=== Section Start ===

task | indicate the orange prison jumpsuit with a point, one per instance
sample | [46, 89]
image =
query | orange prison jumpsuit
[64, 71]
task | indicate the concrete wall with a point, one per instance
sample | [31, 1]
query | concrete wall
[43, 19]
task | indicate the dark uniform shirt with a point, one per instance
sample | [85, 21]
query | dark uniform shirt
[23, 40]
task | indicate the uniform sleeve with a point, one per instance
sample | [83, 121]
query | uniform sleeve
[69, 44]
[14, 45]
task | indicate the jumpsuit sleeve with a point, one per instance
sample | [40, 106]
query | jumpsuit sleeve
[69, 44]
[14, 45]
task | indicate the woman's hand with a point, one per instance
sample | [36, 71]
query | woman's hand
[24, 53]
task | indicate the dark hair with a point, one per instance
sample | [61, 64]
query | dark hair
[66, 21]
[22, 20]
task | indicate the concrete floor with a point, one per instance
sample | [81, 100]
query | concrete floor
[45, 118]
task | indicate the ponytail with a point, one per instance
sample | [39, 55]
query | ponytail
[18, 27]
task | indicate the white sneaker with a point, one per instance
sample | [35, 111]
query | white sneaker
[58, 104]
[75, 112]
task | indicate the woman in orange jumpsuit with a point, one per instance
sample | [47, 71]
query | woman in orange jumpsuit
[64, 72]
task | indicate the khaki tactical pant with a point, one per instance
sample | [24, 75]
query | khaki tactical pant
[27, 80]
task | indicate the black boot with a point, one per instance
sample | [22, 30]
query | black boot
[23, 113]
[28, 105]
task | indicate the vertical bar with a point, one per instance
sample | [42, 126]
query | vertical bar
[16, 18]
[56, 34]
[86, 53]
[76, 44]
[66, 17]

=== Section End ===

→ BRIEF
Every record should be retyped so that it matches the original exactly.

→ YOUR RESPONSE
task | indicate the orange prison jumpsuit with a point, one per instance
sample | [46, 89]
image =
query | orange prison jumpsuit
[64, 71]
task | indicate the concrete wall with a point, one per instance
sample | [31, 1]
query | concrete wall
[43, 19]
task | indicate the dark uniform shirt with a point, one per instance
sample | [85, 21]
query | dark uniform shirt
[23, 40]
task | indicate the uniform sleeve with a point, one per instance
sample | [83, 121]
query | uniform sleeve
[69, 44]
[14, 45]
task | indicate the jumpsuit sleeve with a point, one per instance
sample | [40, 106]
query | jumpsuit sleeve
[69, 44]
[14, 45]
task | indicate the woman's hand with a point, one per instance
sample | [36, 71]
query | woman's hand
[24, 53]
task | indicate the dark hair with a point, one per instance
sample | [61, 64]
query | dark hair
[66, 21]
[22, 20]
task | indicate the concrete floor with a point, one per instance
sample | [81, 100]
query | concrete floor
[45, 118]
task | indicate the ponytail with a point, one per instance
sample | [39, 55]
query | ponytail
[18, 27]
task | indicate the white sneaker with a point, one per instance
sample | [35, 111]
query | white sneaker
[58, 104]
[75, 112]
task | indicate the woman in orange jumpsuit with a point, one per instance
sample | [47, 71]
query | woman in orange jumpsuit
[64, 72]
task | indicate the khaki tactical pant with a point, one per instance
sample | [24, 75]
query | khaki tactical pant
[27, 80]
task | indicate the black boot with a point, one per instance
sample | [22, 30]
query | black boot
[23, 113]
[28, 105]
task | indicate the vertical bar with a point, one per instance
sample | [42, 126]
query | vertical bar
[16, 18]
[56, 34]
[86, 53]
[76, 44]
[66, 17]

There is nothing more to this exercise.